Supplied text ▸

Did cartoonist Billy Ireland really drive out the Columbus, Ohio KKK?

Shortly after the Capitol riot of January 6, I heard a story that got me thinking about America’s long history of far-right rebellion, and especially about the power of satire and ridicule as a weapon against racist mobs. The story came up on a Shabbat Zoom call with my grandmother. It concerned a chapter in the history of Columbus, Ohio—where both of us grew up and where my family lives still. She recounted hearing as a child about a popular cartoonist at the Columbus Dispatch named Billy Ireland who in the 1920s had caricatured the Ku Klux Klan so mercilessly that the group, humiliated by his work, shuttered its local chapter.

The story seemed implausible—or at least hyperbolic. Newspaper comics entertain and occasionally provoke. Newspaper comics, even the most widely read ones published before the decline of print media, could not singlehandedly collapse a violent hate group in a mid-sized city. Could they?

Beyond my granny’s own recollection of the local lore—she heard the story at school and from her father, she says—traces do appear in the historical record. A 1993 academic article on labor history in Columbus references Ireland’s work in a list of successful anti-Klan actions, claiming the cartoonist “regularly pilloried the Ku Klux Klan in his drawings.” The story undoubtedly gained currency after a glowing James Thurber memoriam to the cartoonist in a 1952 New Yorker piece. Thurber, who knew Ireland from their time together at the Dispatch, wrote that Billy’s

ridicule of the Ku Klux Klan, in the early twenties, was a significant force in the disintegration of the Klan’s local Klavern. Klansmen used to stand, in full bedsheet regalia, on street corners, with lighted cigars protruding from the mouth holes in their hoods, and Billy’s caricatures literally kidded them to death.

Still, The New Yorker was not known for rigorous fact-checking back in Thurber’s day and I wondered if there might be more—or less—to the story. With images of the weirdly costumed Capitol rioters fresh in my mind—the guy with face paint and horns, the “Camp Auschwitz” T-Shirts, the militia LARPers—I set out to understand more about the KKK in Ohio in the 1920s and about whether Billy Ireland had somehow deflated them with derision.

Newspaper comics, even the most widely read ones published before the decline of print media, could not singlehandedly collapse a violent hate group in a mid-sized city. Could they?

On a recent trip back to my hometown, I arranged with my grandmother to take a tour of the Billy Ireland Cartoon Library and Museum, located on the Ohio State University’s campus, which hosts a magnificent collection of cartoon art from around the world. Its foyer, inside a cavernous, bright building in downtown Columbus, features samples of Ireland’s full-page Sunday cartoon feature called The Passing Show.

Set tasks ▸
a. Pull out every line of the rows that contains the string "tent".
b. Write a continuation of the essay on Billy Ireland and the Klan, beginning right after its final sentence.
The essay on Billy Ireland and the Klan and the rows that come after it are separate material.

Records supplied ▸
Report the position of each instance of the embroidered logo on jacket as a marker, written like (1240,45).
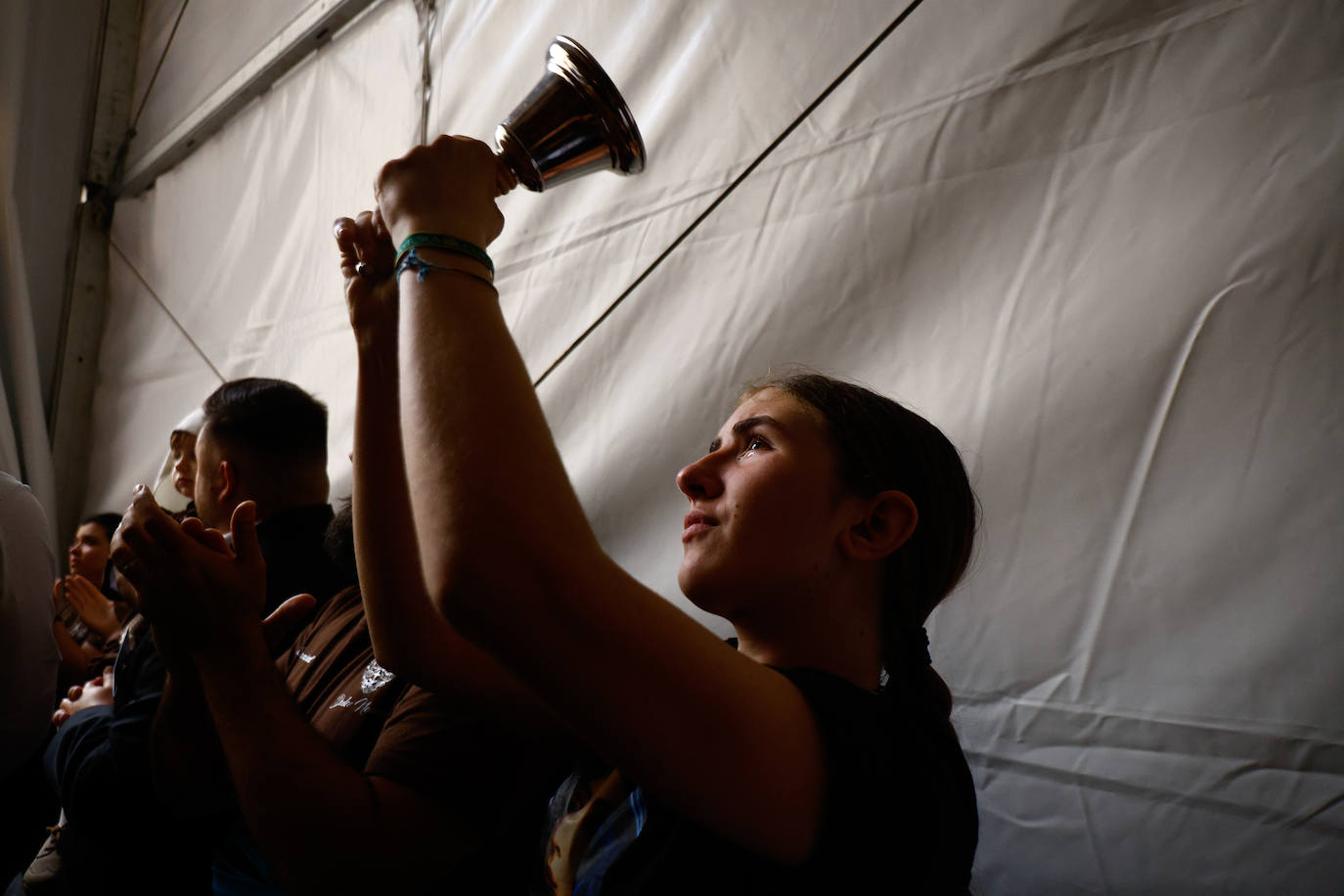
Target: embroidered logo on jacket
(374,677)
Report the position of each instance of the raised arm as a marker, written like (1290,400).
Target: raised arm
(510,557)
(409,636)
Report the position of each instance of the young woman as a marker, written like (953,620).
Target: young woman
(824,522)
(87,608)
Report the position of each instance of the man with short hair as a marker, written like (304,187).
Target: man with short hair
(263,439)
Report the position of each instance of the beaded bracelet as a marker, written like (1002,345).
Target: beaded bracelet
(448,245)
(410,259)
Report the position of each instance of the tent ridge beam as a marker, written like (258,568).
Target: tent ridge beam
(312,28)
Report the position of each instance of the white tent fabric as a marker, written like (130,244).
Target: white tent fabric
(1096,242)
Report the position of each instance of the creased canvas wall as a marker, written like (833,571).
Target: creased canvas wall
(1097,242)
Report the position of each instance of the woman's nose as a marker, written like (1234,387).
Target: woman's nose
(699,479)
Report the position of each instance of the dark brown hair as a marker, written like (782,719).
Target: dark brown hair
(882,445)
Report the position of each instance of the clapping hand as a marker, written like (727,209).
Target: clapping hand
(191,585)
(93,607)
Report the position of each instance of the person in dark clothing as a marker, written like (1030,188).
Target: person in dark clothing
(826,522)
(268,443)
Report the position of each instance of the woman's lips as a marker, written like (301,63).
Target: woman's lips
(696,522)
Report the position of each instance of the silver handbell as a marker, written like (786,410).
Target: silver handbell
(571,124)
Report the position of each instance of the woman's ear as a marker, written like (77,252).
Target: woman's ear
(888,520)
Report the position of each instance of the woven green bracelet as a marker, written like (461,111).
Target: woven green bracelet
(448,245)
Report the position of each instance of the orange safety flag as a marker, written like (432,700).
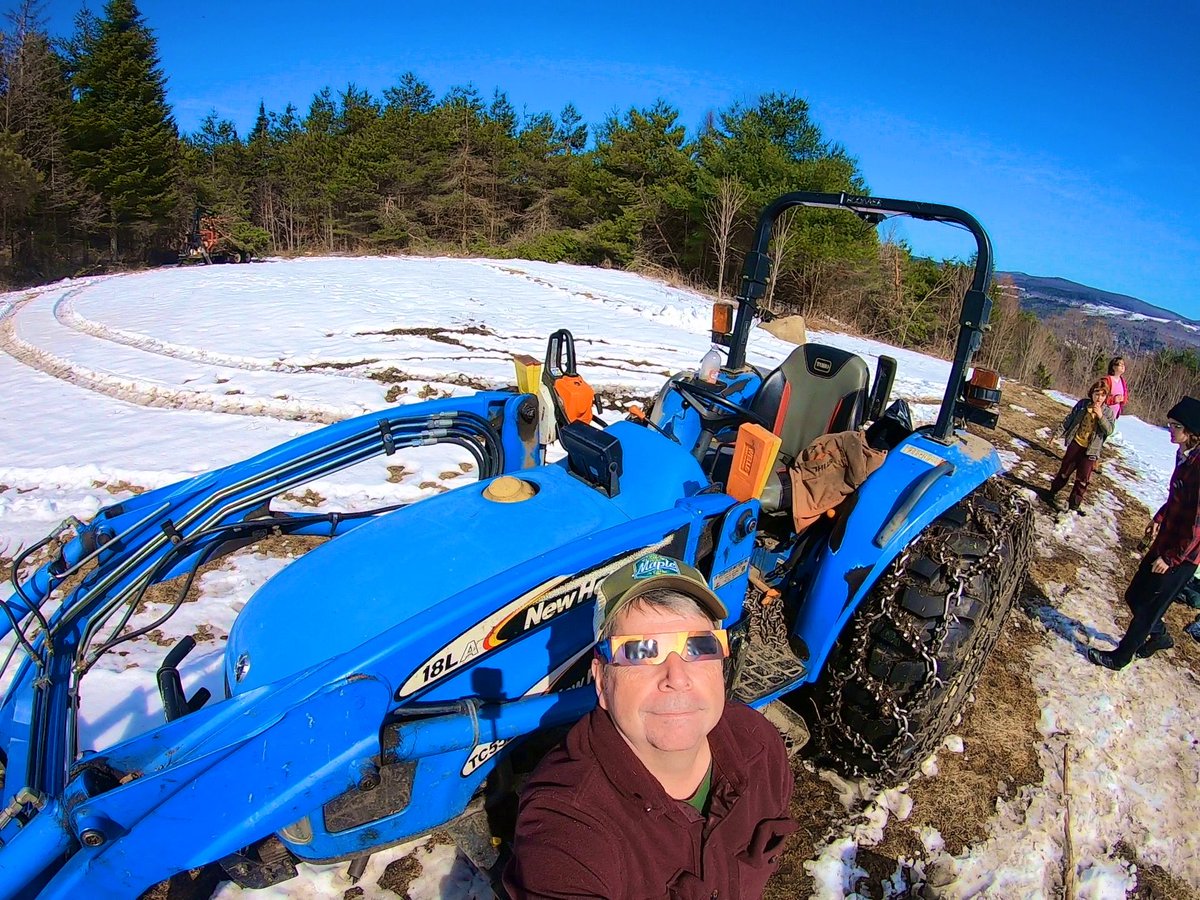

Results of the exercise ▸
a.
Report the position of each instance of the tent ridge beam as a marker, written like (258,568).
Target: tent ridge beam
Report the position of each instance of the white tent fabric as a marker, written like (130,244).
Target: white tent fabric

b.
The museum allows online access to all Ireland’s Passing Show strips, and the images are impressive enough in pixelated form. But I found them especially remarkable in person. Ireland’s draftsmanship and techniques were stunning. The drawings are witty and appealingly local. And the newspaper pages were staggeringly big—much larger than I expected. I was surprised the Dispatch ever printed on spreads so vast.

I read cartoons on Sunday mornings as a child; on occasion, I still glance through a physical newspaper. But I haven’t ever handled a paper that looked the way the ones at the cartoon library do. I imagined how it might have felt to flip through the Columbus Dispatch to find The Passing Show on a Sunday morning a century ago. You open the paper, and it fills the breakfast table; it is a spread of exquisite detail, with perfect lettering and tiny, busy people saying funny things. When you have finished taking in the pictures, you have to put down the cornflakes and stretch your arms wide, employing both hands and the entirety of your attention to fold up the page. You go about your day, encountering relatively few additional images, thinking all the while about the clever, geographically specific jokes inked in thick color on the back of the newspaper, counting down the days until next week’s feature. It would be impossible under such circumstances, I think, for Ireland’s work not to make an impression.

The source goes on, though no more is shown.